[Point localization data]
══════

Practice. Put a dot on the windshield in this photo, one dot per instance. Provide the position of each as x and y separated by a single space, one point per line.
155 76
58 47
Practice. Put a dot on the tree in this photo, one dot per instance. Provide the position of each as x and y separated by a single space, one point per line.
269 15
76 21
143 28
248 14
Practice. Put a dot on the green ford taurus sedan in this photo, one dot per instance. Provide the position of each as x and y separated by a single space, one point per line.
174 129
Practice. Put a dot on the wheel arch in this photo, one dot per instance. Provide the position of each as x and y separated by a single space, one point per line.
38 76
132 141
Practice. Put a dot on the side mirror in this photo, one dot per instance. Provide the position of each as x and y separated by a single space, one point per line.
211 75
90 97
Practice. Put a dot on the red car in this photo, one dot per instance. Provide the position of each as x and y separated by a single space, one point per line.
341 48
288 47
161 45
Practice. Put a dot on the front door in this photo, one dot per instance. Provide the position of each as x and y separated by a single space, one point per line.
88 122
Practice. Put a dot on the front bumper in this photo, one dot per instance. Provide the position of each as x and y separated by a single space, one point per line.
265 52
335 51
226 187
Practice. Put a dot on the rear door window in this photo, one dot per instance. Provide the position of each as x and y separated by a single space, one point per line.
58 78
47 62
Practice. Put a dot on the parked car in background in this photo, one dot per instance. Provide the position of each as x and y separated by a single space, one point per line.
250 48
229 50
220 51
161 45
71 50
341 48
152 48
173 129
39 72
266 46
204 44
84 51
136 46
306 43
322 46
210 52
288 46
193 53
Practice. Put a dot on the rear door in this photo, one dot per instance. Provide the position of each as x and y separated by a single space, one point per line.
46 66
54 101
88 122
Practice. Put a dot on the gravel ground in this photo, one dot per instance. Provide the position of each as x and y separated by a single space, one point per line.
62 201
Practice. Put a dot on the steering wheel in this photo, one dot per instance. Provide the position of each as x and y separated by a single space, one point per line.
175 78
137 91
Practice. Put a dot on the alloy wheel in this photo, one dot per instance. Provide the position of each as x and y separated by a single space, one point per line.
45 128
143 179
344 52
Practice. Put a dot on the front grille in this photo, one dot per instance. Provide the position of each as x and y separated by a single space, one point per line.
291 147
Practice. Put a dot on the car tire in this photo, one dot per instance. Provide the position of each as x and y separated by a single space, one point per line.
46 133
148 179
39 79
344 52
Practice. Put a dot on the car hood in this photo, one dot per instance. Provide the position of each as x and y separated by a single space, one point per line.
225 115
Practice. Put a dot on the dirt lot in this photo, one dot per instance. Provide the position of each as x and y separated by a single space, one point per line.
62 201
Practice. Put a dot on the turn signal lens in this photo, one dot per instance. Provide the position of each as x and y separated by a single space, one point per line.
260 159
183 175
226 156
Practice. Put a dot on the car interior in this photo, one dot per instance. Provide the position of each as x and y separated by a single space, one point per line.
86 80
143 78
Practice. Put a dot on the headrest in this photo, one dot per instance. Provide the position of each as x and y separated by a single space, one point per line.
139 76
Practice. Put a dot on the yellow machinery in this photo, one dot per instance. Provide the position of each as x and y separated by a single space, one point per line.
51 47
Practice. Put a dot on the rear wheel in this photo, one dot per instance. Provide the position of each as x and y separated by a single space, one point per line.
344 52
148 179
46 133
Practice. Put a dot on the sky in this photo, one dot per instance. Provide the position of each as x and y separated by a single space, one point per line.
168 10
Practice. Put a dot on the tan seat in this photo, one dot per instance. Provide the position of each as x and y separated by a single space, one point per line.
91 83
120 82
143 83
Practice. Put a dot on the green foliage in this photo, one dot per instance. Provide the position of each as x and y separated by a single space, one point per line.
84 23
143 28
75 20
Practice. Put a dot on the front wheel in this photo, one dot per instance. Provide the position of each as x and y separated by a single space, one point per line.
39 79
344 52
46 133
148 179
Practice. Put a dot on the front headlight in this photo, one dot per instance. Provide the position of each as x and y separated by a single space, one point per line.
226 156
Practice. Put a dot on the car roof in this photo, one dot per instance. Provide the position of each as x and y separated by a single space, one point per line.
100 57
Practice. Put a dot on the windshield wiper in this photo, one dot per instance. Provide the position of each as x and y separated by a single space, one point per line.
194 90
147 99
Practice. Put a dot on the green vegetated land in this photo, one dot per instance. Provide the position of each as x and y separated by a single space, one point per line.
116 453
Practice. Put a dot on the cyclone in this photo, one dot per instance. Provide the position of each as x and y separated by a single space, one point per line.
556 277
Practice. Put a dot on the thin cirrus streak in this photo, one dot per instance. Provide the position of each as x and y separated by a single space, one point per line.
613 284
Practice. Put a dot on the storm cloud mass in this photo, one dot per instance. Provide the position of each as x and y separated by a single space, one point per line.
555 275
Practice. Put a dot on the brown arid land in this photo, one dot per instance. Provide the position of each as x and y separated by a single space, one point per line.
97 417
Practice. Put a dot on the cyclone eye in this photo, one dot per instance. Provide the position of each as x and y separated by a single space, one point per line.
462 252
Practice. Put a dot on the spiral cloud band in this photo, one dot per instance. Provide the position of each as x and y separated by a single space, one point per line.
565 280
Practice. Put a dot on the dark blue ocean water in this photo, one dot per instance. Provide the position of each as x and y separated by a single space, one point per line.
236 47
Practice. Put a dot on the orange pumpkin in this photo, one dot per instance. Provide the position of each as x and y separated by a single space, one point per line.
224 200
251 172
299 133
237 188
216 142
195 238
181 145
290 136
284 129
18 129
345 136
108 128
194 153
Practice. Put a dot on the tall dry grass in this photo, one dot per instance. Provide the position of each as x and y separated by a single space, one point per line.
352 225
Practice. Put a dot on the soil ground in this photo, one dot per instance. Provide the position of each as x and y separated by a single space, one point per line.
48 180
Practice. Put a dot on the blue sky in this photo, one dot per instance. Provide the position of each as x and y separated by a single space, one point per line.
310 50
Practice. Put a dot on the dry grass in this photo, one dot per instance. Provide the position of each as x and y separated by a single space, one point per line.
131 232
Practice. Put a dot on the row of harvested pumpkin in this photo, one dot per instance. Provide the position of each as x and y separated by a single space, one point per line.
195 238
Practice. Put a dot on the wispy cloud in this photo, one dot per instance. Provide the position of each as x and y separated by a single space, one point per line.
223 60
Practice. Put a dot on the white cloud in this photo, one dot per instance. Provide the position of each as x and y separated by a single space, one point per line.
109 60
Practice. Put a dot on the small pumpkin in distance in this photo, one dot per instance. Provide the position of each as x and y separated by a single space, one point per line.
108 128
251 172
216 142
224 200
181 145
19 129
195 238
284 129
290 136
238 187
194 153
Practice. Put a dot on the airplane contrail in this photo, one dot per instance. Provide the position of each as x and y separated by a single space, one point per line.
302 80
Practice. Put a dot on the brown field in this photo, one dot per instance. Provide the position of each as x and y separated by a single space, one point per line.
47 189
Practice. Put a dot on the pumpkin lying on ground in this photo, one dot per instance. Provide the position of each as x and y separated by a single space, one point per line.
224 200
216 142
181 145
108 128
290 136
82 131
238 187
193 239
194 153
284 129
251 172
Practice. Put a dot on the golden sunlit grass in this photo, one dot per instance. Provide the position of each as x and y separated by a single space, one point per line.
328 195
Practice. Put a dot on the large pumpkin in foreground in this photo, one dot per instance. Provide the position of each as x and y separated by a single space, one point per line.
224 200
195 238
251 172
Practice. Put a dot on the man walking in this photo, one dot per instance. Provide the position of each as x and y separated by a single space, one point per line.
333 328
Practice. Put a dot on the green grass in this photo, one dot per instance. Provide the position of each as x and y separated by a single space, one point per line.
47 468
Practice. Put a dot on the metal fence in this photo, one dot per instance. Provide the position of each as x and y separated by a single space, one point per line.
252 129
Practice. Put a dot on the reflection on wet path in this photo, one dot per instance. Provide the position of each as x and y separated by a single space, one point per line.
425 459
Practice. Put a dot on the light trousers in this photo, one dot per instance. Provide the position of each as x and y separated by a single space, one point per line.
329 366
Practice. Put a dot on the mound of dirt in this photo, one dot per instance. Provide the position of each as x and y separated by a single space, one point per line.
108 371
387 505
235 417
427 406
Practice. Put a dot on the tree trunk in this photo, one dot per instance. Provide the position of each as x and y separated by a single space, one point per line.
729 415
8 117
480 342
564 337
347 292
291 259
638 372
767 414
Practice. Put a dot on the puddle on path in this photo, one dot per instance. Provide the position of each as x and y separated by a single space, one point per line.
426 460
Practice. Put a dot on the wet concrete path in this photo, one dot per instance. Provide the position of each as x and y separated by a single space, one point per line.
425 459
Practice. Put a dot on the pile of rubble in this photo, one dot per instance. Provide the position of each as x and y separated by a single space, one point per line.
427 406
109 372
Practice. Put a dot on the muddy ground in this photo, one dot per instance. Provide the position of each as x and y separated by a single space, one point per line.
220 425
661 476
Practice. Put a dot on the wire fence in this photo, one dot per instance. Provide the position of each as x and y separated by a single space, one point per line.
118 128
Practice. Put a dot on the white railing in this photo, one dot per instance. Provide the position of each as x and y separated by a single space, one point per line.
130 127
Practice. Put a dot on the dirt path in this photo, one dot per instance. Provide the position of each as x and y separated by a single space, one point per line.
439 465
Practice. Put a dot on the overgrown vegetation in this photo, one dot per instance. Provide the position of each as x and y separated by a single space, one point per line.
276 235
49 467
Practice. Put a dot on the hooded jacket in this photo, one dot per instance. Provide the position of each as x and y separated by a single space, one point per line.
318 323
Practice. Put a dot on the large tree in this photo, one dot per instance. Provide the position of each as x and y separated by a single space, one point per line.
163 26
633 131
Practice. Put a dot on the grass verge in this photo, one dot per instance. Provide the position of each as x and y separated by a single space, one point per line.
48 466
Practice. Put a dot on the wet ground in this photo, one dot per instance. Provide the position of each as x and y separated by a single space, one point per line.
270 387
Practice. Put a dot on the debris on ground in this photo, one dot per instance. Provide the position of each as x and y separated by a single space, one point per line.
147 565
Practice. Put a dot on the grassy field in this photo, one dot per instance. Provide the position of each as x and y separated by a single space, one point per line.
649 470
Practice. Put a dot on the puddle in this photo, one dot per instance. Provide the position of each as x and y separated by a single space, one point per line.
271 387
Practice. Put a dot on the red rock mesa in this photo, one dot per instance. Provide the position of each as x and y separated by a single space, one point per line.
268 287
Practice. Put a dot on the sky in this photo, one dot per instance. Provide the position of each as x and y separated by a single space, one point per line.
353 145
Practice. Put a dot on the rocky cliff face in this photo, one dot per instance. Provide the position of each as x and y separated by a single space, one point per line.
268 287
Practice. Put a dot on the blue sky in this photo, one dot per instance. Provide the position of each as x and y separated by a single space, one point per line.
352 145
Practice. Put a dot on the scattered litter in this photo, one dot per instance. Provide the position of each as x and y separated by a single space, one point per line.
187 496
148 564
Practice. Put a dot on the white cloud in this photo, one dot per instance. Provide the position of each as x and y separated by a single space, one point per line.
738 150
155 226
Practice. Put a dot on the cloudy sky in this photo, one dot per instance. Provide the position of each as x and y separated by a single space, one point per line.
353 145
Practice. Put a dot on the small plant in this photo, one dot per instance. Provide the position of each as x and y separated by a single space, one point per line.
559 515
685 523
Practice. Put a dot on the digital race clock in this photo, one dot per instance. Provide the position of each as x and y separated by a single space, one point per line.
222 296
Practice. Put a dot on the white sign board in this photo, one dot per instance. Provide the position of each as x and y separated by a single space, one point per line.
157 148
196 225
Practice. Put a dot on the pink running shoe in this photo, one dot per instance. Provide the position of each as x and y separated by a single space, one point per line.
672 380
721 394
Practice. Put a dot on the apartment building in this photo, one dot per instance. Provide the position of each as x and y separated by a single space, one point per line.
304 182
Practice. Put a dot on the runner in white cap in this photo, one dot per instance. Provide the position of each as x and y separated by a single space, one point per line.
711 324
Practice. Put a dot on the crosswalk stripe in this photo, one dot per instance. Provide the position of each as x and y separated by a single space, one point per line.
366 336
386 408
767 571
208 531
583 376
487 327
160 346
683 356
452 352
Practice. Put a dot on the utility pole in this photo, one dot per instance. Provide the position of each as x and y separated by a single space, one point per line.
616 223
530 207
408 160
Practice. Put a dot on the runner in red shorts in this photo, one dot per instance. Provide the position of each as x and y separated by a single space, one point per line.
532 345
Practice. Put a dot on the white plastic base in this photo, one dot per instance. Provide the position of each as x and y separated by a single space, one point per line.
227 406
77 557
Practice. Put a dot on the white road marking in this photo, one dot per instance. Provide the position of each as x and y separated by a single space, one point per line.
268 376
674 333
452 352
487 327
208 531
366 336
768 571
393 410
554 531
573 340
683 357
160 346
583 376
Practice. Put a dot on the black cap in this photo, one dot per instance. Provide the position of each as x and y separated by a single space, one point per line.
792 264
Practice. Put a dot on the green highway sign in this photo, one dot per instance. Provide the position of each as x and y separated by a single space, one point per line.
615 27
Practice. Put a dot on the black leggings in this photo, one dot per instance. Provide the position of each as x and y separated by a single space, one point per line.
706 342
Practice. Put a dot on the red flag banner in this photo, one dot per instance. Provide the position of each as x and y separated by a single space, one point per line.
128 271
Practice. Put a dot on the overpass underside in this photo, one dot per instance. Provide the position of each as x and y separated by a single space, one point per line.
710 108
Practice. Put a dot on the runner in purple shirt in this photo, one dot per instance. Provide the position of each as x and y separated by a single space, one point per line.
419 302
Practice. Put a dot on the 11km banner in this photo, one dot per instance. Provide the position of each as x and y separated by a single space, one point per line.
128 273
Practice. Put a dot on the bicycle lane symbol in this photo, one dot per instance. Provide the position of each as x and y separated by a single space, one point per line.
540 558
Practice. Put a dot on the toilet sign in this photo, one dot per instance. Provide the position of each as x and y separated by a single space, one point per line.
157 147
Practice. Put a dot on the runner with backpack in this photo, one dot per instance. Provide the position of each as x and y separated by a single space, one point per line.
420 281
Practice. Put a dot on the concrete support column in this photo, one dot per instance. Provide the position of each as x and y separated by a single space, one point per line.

══════

TRY IT »
Write out exactly the lines starting with the one that holds "Practice. Put a dot on the runner with" and running through the last line above.

EXERCISE ANSWER »
Practice. Put a dot on the runner with backpack in this photo, one dot per instance. Provide the position of each as x and y separated by a single space, one point per line.
420 281
Practice. Put a dot on the concrete support column in this photo, one dot per instance. Provide the position of each as x and y separated by a single space, one point per line.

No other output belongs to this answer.